Gabriele Schnell
Der 17. Juni 1953 in Rüdersdorf

In der Maschinenabteilung des VEB Kalk-, Zement- und Betonwerk (KZuBW) legen die Beschäftigten um 7.00 Uhr die Arbeit nieder. Der Werkleiter und der Parteisekretär erscheinen. Nach heftigen Diskussionen nehmen die Beschäftigten die Arbeit wieder auf. Gegen 8.30 Uhr bildet die Volkspolizei eine Einsatzleitung. Um 9.00 Uhr treten die Bauarbeiter im Kalk- und Zementwerk 2 in den Streik. In der Nähe ihrer Wohnbaracken führen sie eine Versammlung durch.

*DATENSÄTZE*:
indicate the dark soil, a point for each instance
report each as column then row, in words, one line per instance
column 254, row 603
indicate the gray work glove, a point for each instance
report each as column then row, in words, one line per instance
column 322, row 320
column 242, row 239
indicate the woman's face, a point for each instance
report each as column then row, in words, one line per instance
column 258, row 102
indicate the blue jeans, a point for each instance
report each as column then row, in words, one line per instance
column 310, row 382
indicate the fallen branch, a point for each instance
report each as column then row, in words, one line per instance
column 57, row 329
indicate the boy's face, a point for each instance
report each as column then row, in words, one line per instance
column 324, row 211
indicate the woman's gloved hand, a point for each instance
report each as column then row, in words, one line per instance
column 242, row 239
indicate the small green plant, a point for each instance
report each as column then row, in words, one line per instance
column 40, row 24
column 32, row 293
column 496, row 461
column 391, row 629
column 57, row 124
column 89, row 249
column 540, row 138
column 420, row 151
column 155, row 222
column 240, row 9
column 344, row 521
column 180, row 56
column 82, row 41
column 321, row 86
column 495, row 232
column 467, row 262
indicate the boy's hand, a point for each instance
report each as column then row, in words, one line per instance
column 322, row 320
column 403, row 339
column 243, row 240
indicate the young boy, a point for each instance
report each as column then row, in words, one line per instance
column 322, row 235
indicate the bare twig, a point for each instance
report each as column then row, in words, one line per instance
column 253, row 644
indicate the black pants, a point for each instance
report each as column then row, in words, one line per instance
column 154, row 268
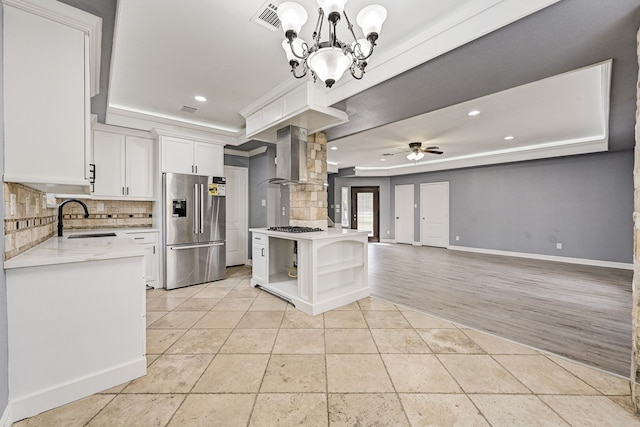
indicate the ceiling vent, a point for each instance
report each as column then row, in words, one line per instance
column 188, row 109
column 267, row 17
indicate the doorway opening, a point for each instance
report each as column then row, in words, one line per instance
column 365, row 211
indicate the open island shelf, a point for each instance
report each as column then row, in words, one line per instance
column 331, row 267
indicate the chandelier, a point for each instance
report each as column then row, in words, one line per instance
column 328, row 60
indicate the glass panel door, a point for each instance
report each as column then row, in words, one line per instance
column 365, row 211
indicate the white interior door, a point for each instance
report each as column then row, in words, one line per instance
column 434, row 214
column 237, row 212
column 404, row 213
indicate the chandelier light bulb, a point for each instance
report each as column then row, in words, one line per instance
column 329, row 59
column 329, row 64
column 370, row 19
column 332, row 8
column 293, row 17
column 296, row 46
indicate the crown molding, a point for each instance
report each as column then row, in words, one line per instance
column 89, row 24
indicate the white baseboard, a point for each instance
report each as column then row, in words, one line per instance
column 582, row 261
column 43, row 400
column 6, row 420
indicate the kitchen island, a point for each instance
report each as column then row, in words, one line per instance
column 76, row 320
column 331, row 267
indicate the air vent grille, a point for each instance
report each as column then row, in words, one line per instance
column 267, row 17
column 187, row 109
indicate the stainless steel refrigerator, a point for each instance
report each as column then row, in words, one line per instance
column 193, row 229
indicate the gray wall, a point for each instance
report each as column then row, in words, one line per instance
column 4, row 331
column 584, row 202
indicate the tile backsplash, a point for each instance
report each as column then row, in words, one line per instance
column 30, row 222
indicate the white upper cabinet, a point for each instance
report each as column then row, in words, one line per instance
column 123, row 166
column 47, row 51
column 191, row 157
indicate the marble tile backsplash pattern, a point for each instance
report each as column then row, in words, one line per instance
column 32, row 222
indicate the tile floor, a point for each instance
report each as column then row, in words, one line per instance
column 226, row 354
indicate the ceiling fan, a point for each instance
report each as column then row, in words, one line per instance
column 417, row 151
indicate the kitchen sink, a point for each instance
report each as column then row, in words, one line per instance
column 90, row 235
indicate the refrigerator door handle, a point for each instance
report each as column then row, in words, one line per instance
column 205, row 245
column 196, row 209
column 201, row 220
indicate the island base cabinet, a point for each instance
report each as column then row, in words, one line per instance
column 74, row 329
column 331, row 268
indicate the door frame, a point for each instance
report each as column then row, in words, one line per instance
column 243, row 199
column 444, row 184
column 410, row 214
column 376, row 210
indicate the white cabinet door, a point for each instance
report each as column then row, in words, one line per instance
column 44, row 100
column 149, row 241
column 139, row 167
column 177, row 156
column 259, row 259
column 209, row 159
column 109, row 159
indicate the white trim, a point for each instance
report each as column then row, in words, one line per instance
column 44, row 400
column 7, row 415
column 249, row 153
column 554, row 258
column 147, row 122
column 208, row 139
column 72, row 17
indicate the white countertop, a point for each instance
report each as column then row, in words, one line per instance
column 330, row 233
column 62, row 250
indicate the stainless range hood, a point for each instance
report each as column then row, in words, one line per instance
column 291, row 154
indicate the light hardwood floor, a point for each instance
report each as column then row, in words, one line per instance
column 580, row 312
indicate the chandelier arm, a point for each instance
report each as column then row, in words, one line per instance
column 305, row 50
column 318, row 29
column 357, row 75
column 350, row 26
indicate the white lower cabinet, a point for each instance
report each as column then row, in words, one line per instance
column 259, row 260
column 149, row 241
column 330, row 267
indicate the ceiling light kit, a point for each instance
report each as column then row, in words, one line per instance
column 328, row 60
column 417, row 152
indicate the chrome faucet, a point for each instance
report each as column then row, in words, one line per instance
column 86, row 212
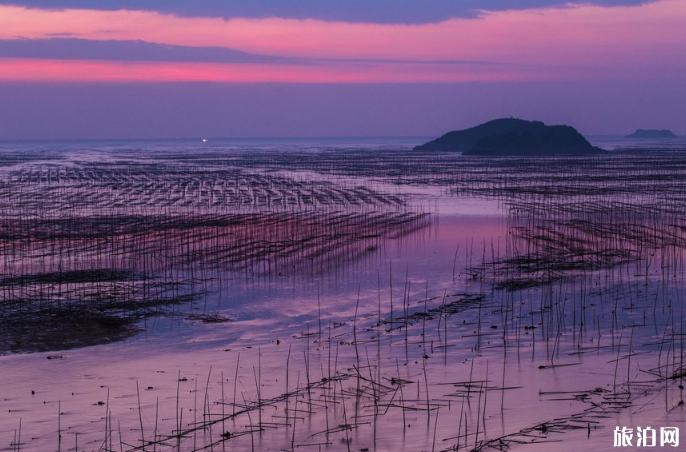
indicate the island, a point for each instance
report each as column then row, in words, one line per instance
column 651, row 133
column 511, row 136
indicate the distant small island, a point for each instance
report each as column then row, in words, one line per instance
column 651, row 133
column 511, row 136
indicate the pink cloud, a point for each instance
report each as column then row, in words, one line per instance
column 578, row 41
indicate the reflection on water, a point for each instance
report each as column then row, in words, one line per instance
column 299, row 298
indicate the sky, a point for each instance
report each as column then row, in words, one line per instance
column 308, row 68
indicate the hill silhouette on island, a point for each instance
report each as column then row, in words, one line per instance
column 511, row 136
column 652, row 133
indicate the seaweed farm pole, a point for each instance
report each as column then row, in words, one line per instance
column 235, row 382
column 140, row 415
column 59, row 425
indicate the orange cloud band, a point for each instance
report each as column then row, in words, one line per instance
column 583, row 34
column 33, row 70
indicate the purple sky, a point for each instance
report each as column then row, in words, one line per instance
column 264, row 69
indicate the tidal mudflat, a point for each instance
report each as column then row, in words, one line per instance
column 337, row 296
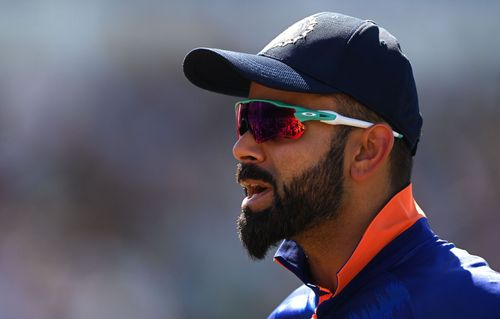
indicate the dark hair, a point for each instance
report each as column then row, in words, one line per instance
column 400, row 158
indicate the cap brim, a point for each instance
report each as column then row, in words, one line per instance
column 230, row 73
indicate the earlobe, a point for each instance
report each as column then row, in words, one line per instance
column 375, row 145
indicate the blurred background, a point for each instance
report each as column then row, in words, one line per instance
column 117, row 192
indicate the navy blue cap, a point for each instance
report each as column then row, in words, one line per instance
column 323, row 53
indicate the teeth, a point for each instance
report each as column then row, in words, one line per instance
column 252, row 189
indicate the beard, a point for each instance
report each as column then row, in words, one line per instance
column 309, row 199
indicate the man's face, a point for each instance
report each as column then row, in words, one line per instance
column 291, row 185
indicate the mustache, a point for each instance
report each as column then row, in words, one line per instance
column 252, row 171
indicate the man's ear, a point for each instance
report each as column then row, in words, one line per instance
column 372, row 151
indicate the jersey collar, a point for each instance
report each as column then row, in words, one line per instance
column 399, row 214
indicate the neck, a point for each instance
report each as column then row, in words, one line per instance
column 329, row 245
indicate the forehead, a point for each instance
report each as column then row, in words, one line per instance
column 308, row 100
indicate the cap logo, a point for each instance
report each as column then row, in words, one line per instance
column 294, row 33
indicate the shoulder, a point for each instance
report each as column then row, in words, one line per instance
column 301, row 303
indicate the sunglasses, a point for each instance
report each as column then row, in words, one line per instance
column 267, row 119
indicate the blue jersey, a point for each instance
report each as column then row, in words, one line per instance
column 414, row 275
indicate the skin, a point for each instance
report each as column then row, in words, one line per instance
column 366, row 178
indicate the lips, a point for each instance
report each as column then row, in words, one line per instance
column 258, row 195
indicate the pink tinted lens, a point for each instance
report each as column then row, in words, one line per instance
column 267, row 121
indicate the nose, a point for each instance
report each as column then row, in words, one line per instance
column 246, row 149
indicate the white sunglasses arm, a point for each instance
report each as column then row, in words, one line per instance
column 342, row 120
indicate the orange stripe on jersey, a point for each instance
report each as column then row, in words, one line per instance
column 396, row 217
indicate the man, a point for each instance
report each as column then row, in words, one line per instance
column 326, row 140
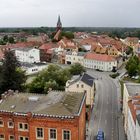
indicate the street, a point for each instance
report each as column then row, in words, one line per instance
column 105, row 115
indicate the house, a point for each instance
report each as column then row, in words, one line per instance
column 102, row 62
column 47, row 52
column 29, row 55
column 74, row 57
column 33, row 68
column 83, row 83
column 130, row 90
column 55, row 116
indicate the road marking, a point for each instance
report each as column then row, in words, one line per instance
column 105, row 122
column 101, row 110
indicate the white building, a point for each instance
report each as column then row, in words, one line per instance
column 29, row 55
column 100, row 61
column 84, row 83
column 74, row 57
column 138, row 126
column 33, row 68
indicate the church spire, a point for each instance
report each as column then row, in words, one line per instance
column 59, row 24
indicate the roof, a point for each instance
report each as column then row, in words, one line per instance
column 87, row 79
column 133, row 88
column 24, row 49
column 99, row 57
column 55, row 103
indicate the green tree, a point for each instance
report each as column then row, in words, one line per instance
column 76, row 69
column 12, row 77
column 132, row 66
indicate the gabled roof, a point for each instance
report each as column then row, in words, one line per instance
column 56, row 103
column 87, row 79
column 99, row 57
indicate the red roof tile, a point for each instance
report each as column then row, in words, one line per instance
column 99, row 57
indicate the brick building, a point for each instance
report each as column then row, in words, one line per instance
column 56, row 116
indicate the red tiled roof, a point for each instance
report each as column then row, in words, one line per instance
column 100, row 57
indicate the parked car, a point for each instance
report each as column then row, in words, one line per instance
column 100, row 135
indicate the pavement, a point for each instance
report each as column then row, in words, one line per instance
column 106, row 114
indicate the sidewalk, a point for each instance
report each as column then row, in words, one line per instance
column 120, row 115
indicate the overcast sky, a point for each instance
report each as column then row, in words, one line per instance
column 85, row 13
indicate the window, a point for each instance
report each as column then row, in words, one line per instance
column 1, row 123
column 39, row 133
column 23, row 138
column 10, row 124
column 1, row 137
column 52, row 134
column 66, row 135
column 23, row 126
column 11, row 137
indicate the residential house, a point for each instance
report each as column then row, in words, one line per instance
column 130, row 90
column 29, row 55
column 33, row 68
column 55, row 116
column 83, row 83
column 102, row 62
column 74, row 57
column 131, row 41
column 47, row 52
column 138, row 126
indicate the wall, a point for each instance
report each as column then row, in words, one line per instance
column 89, row 90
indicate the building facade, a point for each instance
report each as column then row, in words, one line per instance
column 29, row 55
column 74, row 57
column 26, row 116
column 100, row 61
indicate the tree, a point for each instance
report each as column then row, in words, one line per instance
column 76, row 69
column 12, row 77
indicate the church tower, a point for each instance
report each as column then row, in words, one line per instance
column 59, row 24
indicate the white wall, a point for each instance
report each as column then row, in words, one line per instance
column 137, row 131
column 101, row 65
column 34, row 69
column 89, row 90
column 74, row 58
column 131, row 131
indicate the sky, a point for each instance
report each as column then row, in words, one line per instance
column 73, row 13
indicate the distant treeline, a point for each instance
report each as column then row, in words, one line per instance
column 111, row 31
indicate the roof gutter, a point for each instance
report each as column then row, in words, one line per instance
column 81, row 105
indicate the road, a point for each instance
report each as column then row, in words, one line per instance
column 105, row 114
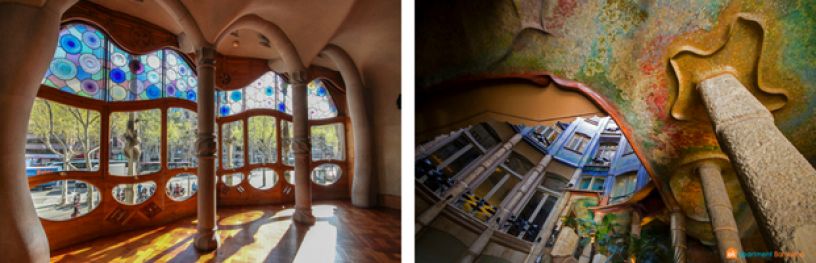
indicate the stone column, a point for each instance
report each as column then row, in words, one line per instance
column 634, row 229
column 30, row 38
column 719, row 210
column 207, row 238
column 363, row 193
column 428, row 148
column 777, row 180
column 301, row 146
column 499, row 155
column 678, row 233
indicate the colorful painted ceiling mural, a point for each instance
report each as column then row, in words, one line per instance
column 643, row 57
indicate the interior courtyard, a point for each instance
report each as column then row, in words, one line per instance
column 200, row 131
column 615, row 131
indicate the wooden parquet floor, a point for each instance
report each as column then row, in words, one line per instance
column 258, row 234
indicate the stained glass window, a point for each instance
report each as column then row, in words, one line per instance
column 285, row 98
column 77, row 66
column 230, row 102
column 261, row 93
column 321, row 105
column 179, row 80
column 84, row 59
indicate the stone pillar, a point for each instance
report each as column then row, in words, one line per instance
column 424, row 150
column 678, row 233
column 719, row 210
column 207, row 238
column 301, row 146
column 496, row 157
column 30, row 38
column 634, row 230
column 777, row 180
column 363, row 193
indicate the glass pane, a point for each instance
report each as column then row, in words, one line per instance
column 232, row 144
column 181, row 187
column 263, row 142
column 230, row 102
column 179, row 81
column 261, row 93
column 326, row 174
column 232, row 179
column 321, row 105
column 77, row 66
column 61, row 138
column 263, row 178
column 290, row 176
column 598, row 184
column 64, row 199
column 134, row 194
column 287, row 133
column 135, row 143
column 328, row 142
column 284, row 97
column 182, row 128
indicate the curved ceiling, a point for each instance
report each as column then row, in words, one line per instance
column 622, row 50
column 310, row 25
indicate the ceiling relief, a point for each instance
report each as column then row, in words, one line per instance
column 739, row 53
column 623, row 52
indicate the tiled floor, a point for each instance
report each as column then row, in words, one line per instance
column 258, row 234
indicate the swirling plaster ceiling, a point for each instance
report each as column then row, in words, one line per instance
column 622, row 51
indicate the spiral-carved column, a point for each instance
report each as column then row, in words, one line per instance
column 206, row 239
column 301, row 146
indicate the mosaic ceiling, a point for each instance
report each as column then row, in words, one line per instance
column 643, row 57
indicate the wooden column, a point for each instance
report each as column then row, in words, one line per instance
column 206, row 238
column 301, row 146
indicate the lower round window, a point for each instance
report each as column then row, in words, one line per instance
column 64, row 199
column 232, row 179
column 326, row 174
column 181, row 187
column 134, row 194
column 263, row 178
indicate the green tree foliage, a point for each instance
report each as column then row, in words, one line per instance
column 182, row 127
column 66, row 131
column 262, row 139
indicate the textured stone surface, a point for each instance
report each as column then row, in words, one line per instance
column 778, row 181
column 719, row 209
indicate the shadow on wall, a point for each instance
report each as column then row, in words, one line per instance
column 437, row 246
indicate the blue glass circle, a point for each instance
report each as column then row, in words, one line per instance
column 235, row 96
column 153, row 92
column 63, row 69
column 191, row 95
column 92, row 39
column 117, row 75
column 70, row 44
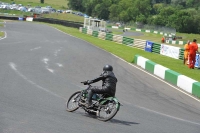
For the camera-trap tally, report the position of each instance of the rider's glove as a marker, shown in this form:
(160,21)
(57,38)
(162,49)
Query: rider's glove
(85,83)
(89,81)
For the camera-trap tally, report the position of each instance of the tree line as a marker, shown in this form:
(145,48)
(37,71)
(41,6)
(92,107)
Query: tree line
(183,15)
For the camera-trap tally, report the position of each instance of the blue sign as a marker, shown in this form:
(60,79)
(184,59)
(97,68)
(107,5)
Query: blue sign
(21,18)
(197,62)
(148,46)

*ARBEITSAUFTRÄGE*:
(a) Beantworte die Fragen zum Lesetext:
(i) Um wie viel Uhr legen die Beschäftigten der Maschinenabteilung die Arbeit nieder?
(ii) Was bildet die Volkspolizei gegen 8.30 Uhr?
(iii) Wo führen die Bauarbeiter ihre Versammlung durch?
(b) Schreib aus dem Lesetext einen Abschnitt wortgetreu heraus. Fang bei den Worten „In der Maschinenabteilung“ an und hör nach „eine Versammlung durch.“ auf.
Stütze dich dabei nur auf den Lesetext.

*LÖSUNGEN*:
(a)
(i) Um 7.00 Uhr.
(ii) Eine Einsatzleitung.
(iii) In der Nähe ihrer Wohnbaracken.

(b)
In der Maschinenabteilung des VEB Kalk-, Zement- und Betonwerk (KZuBW) legen die Beschäftigten um 7.00 Uhr die Arbeit nieder. Der Werkleiter und der Parteisekretär erscheinen. Nach heftigen Diskussionen nehmen die Beschäftigten die Arbeit wieder auf. Gegen 8.30 Uhr bildet die Volkspolizei eine Einsatzleitung. Um 9.00 Uhr treten die Bauarbeiter im Kalk- und Zementwerk 2 in den Streik. In der Nähe ihrer Wohnbaracken führen sie eine Versammlung durch.